Kutipan Terpilih.
Dalam pertempuran dengan pasukan Jepang, akhirnya pasukan sekutu dipukul mundur, namun evakuasi berhasil dilakukan mulai akhir Desember 1942.
Bukan hanya mengabaikan Timor Leste setelah terjadi invasi Indonesia, terungkap melalui Buku Kebijakan Canberra -dari invasi hingga kemerdekaan- yang dirilis oleh National Archives of Australia bagaimana Australia mendukung invasi Timor Leste.
Melansir The Strategist (28/1/2020), sebuah buku kabel, laporan dan kiriman 900 halaman, menunjukkan perdana menteri yang kuat, Gough Whitlam, memaksakan kehendaknya sementara Departemen Luar Negeri menderita dan resah.
Duta Besar Australia untuk Jakarta, Richard Woolcott, menulis bahwa Canberra harus memutuskan antara 'idealisme Wilsonian dan realisme Kissingerian'.

Perintah Tugas 1.
Jawab pertanyaan berikut berdasarkan teks tentang Australia dan Timor Leste:
(a) Kapan evakuasi pasukan sekutu mulai berhasil dilakukan?
(b) Lembaga apa yang merilis Buku Kebijakan Canberra?
(c) Siapa Duta Besar Australia untuk Jakarta yang disebut dalam teks?
Perintah Tugas 2.
Lanjutkan teks tentang Australia dan Timor Leste setelah kalimat terakhirnya.

Data yang Dikumpulkan:
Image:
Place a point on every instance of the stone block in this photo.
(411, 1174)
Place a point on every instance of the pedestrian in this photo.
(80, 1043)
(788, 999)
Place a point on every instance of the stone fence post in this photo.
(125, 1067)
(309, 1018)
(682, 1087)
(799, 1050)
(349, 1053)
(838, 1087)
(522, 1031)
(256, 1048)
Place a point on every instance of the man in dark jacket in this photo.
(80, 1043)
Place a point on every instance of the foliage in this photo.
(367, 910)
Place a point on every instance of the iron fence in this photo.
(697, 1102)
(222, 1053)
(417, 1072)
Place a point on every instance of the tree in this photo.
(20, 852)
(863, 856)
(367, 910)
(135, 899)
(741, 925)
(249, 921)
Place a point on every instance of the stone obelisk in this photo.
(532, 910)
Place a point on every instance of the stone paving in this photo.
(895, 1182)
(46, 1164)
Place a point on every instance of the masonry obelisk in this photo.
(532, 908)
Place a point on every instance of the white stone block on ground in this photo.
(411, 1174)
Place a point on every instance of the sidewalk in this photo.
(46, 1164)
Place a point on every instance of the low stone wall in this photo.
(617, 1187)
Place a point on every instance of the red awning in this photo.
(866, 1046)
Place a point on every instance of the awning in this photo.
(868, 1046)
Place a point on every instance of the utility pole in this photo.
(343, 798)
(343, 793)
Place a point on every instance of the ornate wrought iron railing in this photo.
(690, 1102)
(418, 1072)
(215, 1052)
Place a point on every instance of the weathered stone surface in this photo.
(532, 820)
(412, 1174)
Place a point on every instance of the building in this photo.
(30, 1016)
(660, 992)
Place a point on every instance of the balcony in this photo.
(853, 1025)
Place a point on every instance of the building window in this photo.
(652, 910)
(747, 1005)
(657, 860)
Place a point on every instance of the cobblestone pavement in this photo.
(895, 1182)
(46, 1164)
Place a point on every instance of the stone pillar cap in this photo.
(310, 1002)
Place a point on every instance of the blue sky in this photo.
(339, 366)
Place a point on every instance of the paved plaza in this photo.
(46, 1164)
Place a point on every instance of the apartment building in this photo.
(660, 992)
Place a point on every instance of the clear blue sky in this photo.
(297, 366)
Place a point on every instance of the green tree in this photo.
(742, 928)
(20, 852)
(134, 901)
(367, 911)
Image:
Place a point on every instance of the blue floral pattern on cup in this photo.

Jawaban Tertulis 1.
(a) Mulai akhir Desember 1942.
(b) National Archives of Australia.
(c) Richard Woolcott.

Jawaban Tertulis 2.
Sementara Duta Besar Australia di Portugal, Frank Cooper, mempertanyakan kerugian akibat mengorbankan Timor Lorosa'e ke Indonesia untuk Australia.
Kemudian diungkapkan , bahwa dalam pertemuan dengan Soeharto pada bulan September 1974, Whitlam menyatakan bahwa Timor Timur harus berintegrasi dengan Indonesia.
Catatan pertemuan Australia mengutip Whitlam, berbunyi: "Timor Portugis terlalu kecil untuk merdeka. Secara ekonomi tidak layak. Kemerdekaan tidak diinginkan di Indonesia, Australia, dan negara-negara lain di kawasan… "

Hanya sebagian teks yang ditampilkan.